[TASK TO CARRY OUT]
Reproduce exactly the lines from the one containing "of the query" through the end of the entries, including both. Drop the pictures.

[SUPPLIED MATERIAL]
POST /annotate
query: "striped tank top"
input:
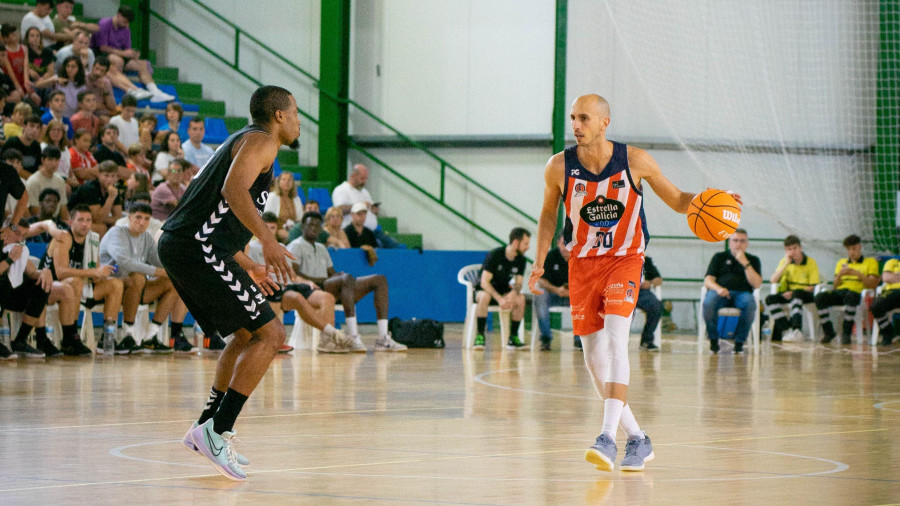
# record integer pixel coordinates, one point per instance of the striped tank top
(605, 212)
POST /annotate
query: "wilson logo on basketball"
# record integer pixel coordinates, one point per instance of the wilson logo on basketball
(602, 212)
(731, 216)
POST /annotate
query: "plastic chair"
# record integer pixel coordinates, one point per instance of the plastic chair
(701, 323)
(470, 276)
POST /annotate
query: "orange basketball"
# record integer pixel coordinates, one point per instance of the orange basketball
(713, 215)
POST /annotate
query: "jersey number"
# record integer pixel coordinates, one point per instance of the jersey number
(604, 239)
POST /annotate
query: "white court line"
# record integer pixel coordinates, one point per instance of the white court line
(480, 379)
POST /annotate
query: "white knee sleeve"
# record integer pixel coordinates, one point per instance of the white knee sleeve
(616, 329)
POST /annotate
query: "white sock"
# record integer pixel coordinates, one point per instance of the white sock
(629, 424)
(612, 412)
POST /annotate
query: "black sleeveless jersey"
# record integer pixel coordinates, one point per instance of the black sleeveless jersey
(203, 213)
(76, 257)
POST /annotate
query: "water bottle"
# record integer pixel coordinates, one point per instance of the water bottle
(109, 339)
(4, 332)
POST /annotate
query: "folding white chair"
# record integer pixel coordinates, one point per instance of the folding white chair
(470, 277)
(701, 323)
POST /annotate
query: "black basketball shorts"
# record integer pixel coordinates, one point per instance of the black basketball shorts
(218, 292)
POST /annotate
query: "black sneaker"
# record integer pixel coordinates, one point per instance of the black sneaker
(26, 350)
(47, 346)
(75, 348)
(181, 344)
(5, 354)
(216, 343)
(127, 346)
(154, 346)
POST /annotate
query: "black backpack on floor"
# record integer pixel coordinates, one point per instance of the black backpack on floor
(417, 333)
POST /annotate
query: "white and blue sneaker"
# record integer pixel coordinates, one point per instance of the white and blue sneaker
(189, 443)
(637, 452)
(603, 453)
(218, 450)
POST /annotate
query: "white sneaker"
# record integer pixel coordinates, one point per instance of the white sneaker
(385, 343)
(161, 96)
(340, 343)
(140, 93)
(357, 346)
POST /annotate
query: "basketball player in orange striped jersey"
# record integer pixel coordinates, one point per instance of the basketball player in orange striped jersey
(601, 184)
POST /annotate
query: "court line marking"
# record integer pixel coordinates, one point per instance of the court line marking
(479, 378)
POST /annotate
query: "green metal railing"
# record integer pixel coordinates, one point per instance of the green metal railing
(445, 166)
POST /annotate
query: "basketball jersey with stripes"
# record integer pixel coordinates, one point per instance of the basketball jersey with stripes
(604, 212)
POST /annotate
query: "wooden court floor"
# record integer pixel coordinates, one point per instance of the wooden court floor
(799, 424)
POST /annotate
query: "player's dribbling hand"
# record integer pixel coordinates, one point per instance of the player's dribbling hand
(536, 273)
(277, 257)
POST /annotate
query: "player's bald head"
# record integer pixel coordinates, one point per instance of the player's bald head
(594, 102)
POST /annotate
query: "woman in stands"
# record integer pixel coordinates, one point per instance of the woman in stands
(284, 203)
(336, 237)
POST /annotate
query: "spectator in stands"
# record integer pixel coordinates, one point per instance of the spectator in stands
(101, 197)
(74, 259)
(97, 82)
(796, 278)
(46, 177)
(140, 198)
(335, 237)
(360, 236)
(501, 284)
(170, 150)
(85, 119)
(114, 39)
(65, 24)
(83, 163)
(194, 150)
(888, 301)
(41, 60)
(49, 210)
(730, 280)
(852, 275)
(137, 161)
(56, 105)
(314, 264)
(555, 286)
(18, 61)
(649, 304)
(133, 250)
(39, 18)
(55, 135)
(168, 194)
(13, 127)
(126, 122)
(109, 149)
(284, 203)
(79, 49)
(24, 289)
(174, 115)
(27, 143)
(69, 80)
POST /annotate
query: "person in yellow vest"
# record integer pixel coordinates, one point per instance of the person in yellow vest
(796, 276)
(888, 301)
(852, 275)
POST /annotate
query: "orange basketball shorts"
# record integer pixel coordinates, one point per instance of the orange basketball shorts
(603, 285)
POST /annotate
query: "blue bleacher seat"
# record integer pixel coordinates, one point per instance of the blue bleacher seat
(322, 196)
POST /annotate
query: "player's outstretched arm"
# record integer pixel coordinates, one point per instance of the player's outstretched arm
(554, 178)
(256, 153)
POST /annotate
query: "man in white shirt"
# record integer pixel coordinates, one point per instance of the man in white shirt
(353, 190)
(194, 150)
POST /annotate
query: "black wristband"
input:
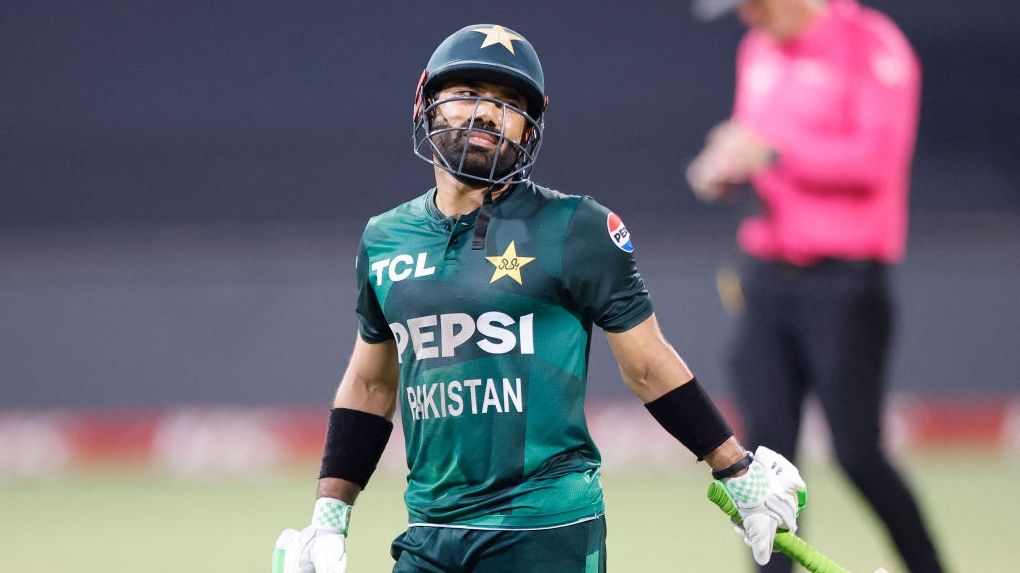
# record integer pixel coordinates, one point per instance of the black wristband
(738, 465)
(691, 416)
(354, 444)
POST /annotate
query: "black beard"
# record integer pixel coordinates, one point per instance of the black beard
(477, 160)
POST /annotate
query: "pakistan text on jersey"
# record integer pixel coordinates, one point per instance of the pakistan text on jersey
(458, 328)
(469, 398)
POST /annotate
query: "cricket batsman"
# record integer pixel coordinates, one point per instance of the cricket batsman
(476, 302)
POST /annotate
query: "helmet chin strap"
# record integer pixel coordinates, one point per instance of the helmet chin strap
(481, 222)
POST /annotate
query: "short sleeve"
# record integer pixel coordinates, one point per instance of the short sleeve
(371, 322)
(600, 272)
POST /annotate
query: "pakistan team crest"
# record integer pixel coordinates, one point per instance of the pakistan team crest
(509, 264)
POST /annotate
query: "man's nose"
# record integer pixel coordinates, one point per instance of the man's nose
(490, 112)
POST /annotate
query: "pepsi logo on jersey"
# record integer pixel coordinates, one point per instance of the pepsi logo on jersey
(618, 232)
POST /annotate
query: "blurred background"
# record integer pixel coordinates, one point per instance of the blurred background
(183, 186)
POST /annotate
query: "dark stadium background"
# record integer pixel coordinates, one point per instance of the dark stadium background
(183, 185)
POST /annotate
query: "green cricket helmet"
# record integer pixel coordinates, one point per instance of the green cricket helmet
(487, 53)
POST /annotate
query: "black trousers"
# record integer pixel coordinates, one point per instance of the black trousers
(825, 329)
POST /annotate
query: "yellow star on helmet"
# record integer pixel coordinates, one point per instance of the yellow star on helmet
(508, 264)
(498, 35)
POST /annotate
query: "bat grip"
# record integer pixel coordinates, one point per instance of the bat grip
(785, 542)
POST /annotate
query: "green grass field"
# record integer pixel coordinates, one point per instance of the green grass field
(133, 521)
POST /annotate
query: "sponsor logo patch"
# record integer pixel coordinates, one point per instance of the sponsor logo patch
(618, 232)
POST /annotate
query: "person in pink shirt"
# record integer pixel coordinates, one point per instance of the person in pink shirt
(822, 128)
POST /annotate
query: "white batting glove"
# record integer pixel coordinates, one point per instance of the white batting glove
(320, 548)
(767, 497)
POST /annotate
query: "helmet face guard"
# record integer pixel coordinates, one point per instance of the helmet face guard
(455, 160)
(483, 53)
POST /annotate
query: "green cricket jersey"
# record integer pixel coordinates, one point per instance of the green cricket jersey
(494, 349)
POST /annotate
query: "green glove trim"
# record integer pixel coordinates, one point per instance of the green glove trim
(333, 514)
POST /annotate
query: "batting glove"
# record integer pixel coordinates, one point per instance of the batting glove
(320, 548)
(769, 497)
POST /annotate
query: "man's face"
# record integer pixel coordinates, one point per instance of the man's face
(490, 119)
(781, 19)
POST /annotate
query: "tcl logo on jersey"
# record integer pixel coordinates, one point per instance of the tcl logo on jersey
(401, 267)
(618, 232)
(436, 335)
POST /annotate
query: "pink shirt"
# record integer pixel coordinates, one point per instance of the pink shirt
(839, 104)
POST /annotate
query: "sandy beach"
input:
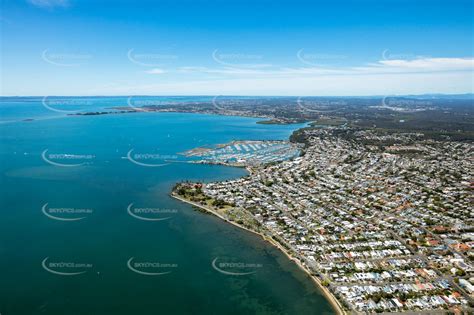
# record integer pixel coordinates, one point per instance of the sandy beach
(329, 296)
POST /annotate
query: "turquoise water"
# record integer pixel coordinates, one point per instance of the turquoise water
(107, 237)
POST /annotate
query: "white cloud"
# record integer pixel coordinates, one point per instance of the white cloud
(49, 3)
(155, 71)
(423, 65)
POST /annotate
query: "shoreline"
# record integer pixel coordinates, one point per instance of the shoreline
(333, 301)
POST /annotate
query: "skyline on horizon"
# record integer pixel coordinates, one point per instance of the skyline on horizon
(84, 48)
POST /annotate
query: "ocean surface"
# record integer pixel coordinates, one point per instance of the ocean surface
(85, 230)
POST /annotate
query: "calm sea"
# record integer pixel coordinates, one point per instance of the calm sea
(85, 230)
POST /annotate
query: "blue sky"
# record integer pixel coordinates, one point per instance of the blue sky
(384, 47)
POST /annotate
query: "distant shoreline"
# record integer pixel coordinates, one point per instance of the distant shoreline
(333, 301)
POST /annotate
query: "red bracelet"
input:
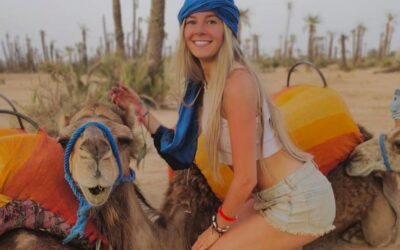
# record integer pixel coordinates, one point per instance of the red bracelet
(226, 217)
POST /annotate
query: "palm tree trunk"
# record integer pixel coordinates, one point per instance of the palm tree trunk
(343, 44)
(135, 7)
(85, 60)
(330, 49)
(119, 33)
(155, 39)
(44, 48)
(311, 43)
(106, 42)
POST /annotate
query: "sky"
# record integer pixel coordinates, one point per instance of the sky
(62, 19)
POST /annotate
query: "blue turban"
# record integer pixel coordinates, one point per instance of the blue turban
(224, 9)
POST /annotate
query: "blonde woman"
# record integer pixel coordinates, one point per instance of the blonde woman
(278, 199)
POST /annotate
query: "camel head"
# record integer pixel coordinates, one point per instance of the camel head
(93, 167)
(367, 156)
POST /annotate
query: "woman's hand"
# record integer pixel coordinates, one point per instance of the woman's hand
(206, 239)
(123, 96)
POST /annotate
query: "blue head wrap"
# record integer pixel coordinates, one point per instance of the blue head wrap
(224, 9)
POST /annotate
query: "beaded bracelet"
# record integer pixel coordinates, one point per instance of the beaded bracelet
(226, 217)
(218, 229)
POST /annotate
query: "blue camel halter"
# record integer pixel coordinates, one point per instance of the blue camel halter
(84, 206)
(384, 153)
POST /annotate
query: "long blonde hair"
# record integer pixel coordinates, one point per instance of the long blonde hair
(189, 67)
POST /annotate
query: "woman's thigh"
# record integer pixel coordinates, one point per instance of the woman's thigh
(254, 232)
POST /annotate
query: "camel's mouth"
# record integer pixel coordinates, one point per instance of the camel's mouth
(96, 196)
(96, 190)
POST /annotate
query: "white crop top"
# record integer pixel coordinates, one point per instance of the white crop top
(271, 144)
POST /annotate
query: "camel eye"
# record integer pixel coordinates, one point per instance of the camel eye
(396, 145)
(124, 140)
(63, 141)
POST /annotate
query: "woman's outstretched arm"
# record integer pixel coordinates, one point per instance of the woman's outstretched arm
(126, 99)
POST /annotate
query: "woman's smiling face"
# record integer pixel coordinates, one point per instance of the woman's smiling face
(204, 34)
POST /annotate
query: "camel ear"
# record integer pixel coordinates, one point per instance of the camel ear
(63, 141)
(390, 186)
(63, 121)
(394, 139)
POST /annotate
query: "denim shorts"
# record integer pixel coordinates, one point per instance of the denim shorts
(302, 203)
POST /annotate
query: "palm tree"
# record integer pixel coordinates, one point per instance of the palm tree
(286, 41)
(343, 39)
(243, 21)
(388, 34)
(292, 41)
(312, 22)
(44, 47)
(360, 32)
(155, 40)
(119, 33)
(331, 36)
(135, 7)
(256, 48)
(85, 60)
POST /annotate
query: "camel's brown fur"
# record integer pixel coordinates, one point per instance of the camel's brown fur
(190, 203)
(358, 200)
(122, 219)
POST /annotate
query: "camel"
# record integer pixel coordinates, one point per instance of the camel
(121, 215)
(367, 206)
(129, 223)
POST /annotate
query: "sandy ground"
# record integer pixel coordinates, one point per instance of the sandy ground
(367, 94)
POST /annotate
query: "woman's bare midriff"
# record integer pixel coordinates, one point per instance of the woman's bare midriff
(276, 168)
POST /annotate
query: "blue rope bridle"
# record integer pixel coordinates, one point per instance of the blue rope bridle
(384, 153)
(84, 206)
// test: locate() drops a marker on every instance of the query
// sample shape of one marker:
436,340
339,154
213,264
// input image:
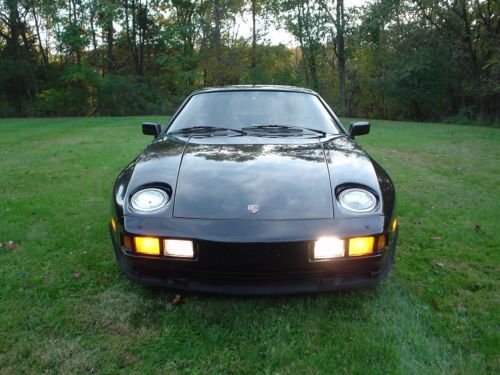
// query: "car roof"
256,87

[RESULT OF THE TASK]
// test: locate() drops a marker on every instance of the query
// sample shape of one marker:
436,340
339,154
213,264
// input image:
// query: "car roof"
256,87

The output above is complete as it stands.